Reproduce every entry below verbatim, keeping each line unchanged and in its original order.

#### Records

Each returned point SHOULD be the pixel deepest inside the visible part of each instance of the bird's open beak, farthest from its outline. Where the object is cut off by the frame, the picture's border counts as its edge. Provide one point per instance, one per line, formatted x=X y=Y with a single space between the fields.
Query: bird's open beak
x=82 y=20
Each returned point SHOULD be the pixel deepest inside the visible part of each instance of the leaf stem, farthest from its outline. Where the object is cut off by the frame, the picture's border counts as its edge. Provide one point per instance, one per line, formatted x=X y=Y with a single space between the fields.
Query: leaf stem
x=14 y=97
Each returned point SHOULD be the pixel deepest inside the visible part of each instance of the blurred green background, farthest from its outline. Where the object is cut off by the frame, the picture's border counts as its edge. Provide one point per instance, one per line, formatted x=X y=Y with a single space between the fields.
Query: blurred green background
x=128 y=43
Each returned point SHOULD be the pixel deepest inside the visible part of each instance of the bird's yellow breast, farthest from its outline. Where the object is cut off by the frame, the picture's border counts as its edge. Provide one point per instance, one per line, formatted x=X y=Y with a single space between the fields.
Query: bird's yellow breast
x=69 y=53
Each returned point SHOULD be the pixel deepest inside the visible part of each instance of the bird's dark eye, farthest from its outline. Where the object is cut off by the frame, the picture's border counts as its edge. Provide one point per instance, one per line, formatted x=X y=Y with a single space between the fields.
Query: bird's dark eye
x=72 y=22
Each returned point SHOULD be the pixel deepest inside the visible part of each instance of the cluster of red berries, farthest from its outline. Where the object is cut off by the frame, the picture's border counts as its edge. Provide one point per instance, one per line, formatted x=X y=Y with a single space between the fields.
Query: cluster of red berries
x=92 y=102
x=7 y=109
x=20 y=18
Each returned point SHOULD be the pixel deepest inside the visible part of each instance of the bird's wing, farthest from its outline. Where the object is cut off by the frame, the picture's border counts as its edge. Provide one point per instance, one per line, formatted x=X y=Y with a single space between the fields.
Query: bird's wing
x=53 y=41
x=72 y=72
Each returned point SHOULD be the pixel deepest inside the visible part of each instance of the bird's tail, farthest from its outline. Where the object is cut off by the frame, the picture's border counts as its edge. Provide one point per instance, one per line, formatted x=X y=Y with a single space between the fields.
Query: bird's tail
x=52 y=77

########

▶ [Exercise response]:
Each returned point SHOULD be the pixel deepest inside the visible part of each instance of the bird's open beak, farthest from its outline. Where the object is cut off by the frame, the picture's border counts as its edge. Provide one point per instance, one per line, formatted x=X y=Y with a single space between the fields.
Query: bird's open beak
x=82 y=20
Each returned point SHOULD be the pixel deepest inside the visible part of each instance of the leaf stem, farthest from its outline. Where the object is cut off by the frame, the picture's border counts as its edge. Provide one point per instance, one per line, formatted x=X y=Y with a single space between the fields.
Query: leaf stem
x=14 y=97
Each returned point SHOULD be the pixel deepest inside the visible part of each instance of the blurred green background, farthest from its outline. Where the object is cut off by the frame, the picture's border counts as its edge. Provide one point per instance, one per line, formatted x=X y=Y with a single space between the fields.
Query: blurred green background
x=128 y=43
Each returned point SHOULD be the pixel deepest inside the visible part of each instance of the bird's yellow breast, farthest from its outline. Where the object is cut off by the frame, the picture's border counts as its edge. Provide one point per instance, one per line, formatted x=X y=Y with a single space between the fields.
Query: bird's yellow breast
x=69 y=53
Each returned point SHOULD be the pixel deepest inside the visible part of each instance of the bird's dark eye, farthest from its outline. Where the object is cut off by the frame, the picture's border counts as its edge. Provide one point per instance, one per line, formatted x=X y=Y with a single space between the fields.
Query: bird's dark eye
x=72 y=22
Each returned point SHOULD be the pixel deepest inside the visible part of each instance of the cluster of red berries, farthest from its outline. Where the object is cut off by the frame, the picture's border counts as its edge. Provide one point per instance, one per line, formatted x=X y=Y with a single space between the fields.
Query: cluster of red berries
x=92 y=102
x=7 y=109
x=20 y=18
Each returned point SHOULD be the pixel deepest inside the visible part of each instance of the bird's wing, farthest from its outline. Where the object is cut off by the frame, the picture's border counts as its edge. Provide one point per instance, one per line, formatted x=X y=Y with a single space between the fields.
Query: bird's wing
x=53 y=41
x=72 y=72
Each returned point SHOULD be the pixel deepest inside the visible part of each instance of the bird's tail, farthest from its outline. Where the object is cut off by the frame, the picture's border counts as its edge. Provide one point per instance, one per line, formatted x=X y=Y with a single space between the fields.
Query: bird's tail
x=52 y=77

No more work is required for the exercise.